Brooks at Parrish

James Brooks: A Painting Is a Real Thing installation view. Source Parrish Art Museum

The Parrish Art Museum is currently hosting James Brooks: A Painting Is a Real Thing, which serves as a portal into the artistic realm of James Brooks (1906-1992).

The exhibition highlights artist Brooks’ career-defining moment in 1947 when he pioneered a new painting technique using Bemis cloth. This allowed paint to seep through the fabric, creating a distinctive style marked by dynamic shapes, deliberate lines, vibrant colors, and occasional centrifugal drips.

Brooks’ artistic odyssey was far from conventional. Raised across Oklahoma, Colorado, and Texas, he embarked on his artistic education under the mentorship of various instructors. A fateful move to New York in 1926 exposed him to the city’s vibrant art scene, leading him to delve into advertising and lithography.

During this period, he embraced the prevailing regionalist aesthetic, even securing mural commissions through the Works Progress Administration. Notably, his creation “Flight” adorned the Marine Air Terminal at La Guardia Airport, a mural that endured both whitewashing and recovery, and is now represented in the exhibition by preparatory sketches and a colossal photographic reproduction.

__________________________________________________

STATED GOAL 1:
From the article on the James Brooks exhibition, reproduce word for word the passage starting at "Brooks’ artistic odyssey" and ending at "advertising and lithography.".
STATED GOAL 2:
Extend the article on the James Brooks exhibition at the Parrish Art Museum, continuing from its final sentence.

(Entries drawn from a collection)
__________________________________________________

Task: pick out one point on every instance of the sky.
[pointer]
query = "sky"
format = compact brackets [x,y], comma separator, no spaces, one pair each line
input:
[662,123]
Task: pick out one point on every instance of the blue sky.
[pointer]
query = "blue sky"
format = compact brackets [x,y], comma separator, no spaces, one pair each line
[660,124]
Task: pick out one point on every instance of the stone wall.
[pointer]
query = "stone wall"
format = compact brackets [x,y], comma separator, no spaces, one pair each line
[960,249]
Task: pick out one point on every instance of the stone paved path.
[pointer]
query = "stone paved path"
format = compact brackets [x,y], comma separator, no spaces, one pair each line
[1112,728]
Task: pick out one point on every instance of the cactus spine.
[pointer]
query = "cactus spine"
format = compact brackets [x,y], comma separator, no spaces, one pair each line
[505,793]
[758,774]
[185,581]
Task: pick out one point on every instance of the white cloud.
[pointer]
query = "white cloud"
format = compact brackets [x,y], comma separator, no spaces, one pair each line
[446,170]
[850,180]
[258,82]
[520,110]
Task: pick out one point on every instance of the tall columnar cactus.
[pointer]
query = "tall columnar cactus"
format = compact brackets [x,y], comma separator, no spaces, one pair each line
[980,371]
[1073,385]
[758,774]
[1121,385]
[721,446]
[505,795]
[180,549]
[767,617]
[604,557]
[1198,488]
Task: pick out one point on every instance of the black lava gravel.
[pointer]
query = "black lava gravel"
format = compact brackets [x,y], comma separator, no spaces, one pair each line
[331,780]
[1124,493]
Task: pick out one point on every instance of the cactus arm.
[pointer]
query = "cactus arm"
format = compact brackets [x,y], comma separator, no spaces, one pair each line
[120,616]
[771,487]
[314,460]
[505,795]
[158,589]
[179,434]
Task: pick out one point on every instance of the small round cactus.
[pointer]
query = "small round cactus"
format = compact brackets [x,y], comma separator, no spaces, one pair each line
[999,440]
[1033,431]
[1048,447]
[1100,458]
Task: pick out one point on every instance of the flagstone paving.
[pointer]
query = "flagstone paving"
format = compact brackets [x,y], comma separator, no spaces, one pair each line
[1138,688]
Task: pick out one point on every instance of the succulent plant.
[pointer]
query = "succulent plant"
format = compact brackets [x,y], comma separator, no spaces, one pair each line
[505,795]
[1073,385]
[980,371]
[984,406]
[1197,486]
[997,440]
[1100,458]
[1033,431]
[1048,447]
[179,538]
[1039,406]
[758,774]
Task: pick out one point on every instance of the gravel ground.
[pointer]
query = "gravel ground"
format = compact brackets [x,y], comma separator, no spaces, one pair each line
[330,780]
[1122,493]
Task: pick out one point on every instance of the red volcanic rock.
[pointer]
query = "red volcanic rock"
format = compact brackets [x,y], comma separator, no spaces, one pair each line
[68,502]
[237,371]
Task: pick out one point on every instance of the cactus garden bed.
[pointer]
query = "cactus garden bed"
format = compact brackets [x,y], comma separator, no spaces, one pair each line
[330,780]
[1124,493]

__________________________________________________

RESPONSE 1:
Brooks’ artistic odyssey was far from conventional. Raised across Oklahoma, Colorado, and Texas, he embarked on his artistic education under the mentorship of various instructors. A fateful move to New York in 1926 exposed him to the city’s vibrant art scene, leading him to delve into advertising and lithography.

RESPONSE 2:
World War II momentarily disrupted Brooks’ artistic trajectory, as he served as a combat artist, capturing the multifaceted essence of warfare. Upon the war’s conclusion, Brooks found himself sharing living quarters with Jackson Pollock before establishing his residence in Montauk, New York. A tragic turn of events occurred in 1954 when Hurricane Carol obliterated his studio, compelling him to relocate to Springs, where he conceived an expansive studio conducive to larger-scale artworks.

While Brooks’ name may not be as instantly recognizable as some of his contemporaries, his oeuvre exudes timeless brilliance. His canvases echo the expansiveness reminiscent of Rothko’s color-shapes, the refined brushwork akin to De Kooning, and the astute compositions reminiscent of Kline.

With over 100 artworks on display, the exhibition asserts that his artistic significance transcends the confines of chronology, firmly establishing him as a revered figure within the realm of Abstract Expressionism.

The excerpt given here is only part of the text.